Provided text:
I take no pleasure in saying this – niche content websites are toast.
I’ve spent well over 1,000 hours of my life creating & growing sites like these as businesses, and I’m frustrated by the conclusions I draw here.
There remain many people making money in the niche content site business, but I’m convinced things will broadly go downhill in the future.
This article explores one of three reasons that I think the content site business model is circling the drain in risk-adjusted return on effort terms. I’ll look into the other two in my next two posts.
The niche SEO content website model goes something like this:
- Start a blog about a topic – typically a narrow one – that people search.
- Write blog posts / articles about said topic.
- SEO to get those articles ranking high on Google’s results page.
- Monetize by selling ad space, affiliate products, or both.
This simply doesn’t work nearly as well as it did 5-10 years ago. I attribute that to three problems that are either new or have gotten worse. I’m covering the first here today.
Few things as costly as cheap content
Millions of people in India & the Philippines getting connected to the internet seems to me like a massive net good for those countries & for humanity writ large, but the consequences of cost-of-living-arbitraged content creation – and now, AI generated content, have been a disaster for both the usability of Google Search & the potential for small publishers to carve out a niche.

(Referring expression data)
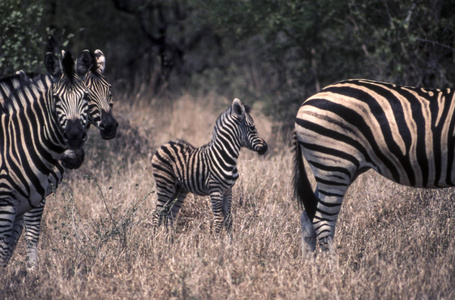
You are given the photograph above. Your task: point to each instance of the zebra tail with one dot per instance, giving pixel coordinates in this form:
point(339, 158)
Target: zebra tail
point(302, 187)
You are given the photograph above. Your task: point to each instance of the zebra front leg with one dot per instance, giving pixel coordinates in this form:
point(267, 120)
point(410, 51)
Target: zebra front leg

Exercise requirements: According to the text about niche content websites, how many hours has the writer spent creating and growing sites like these? The records have no connection to the text about niche content websites.

Written answer: Well over 1,000 hours.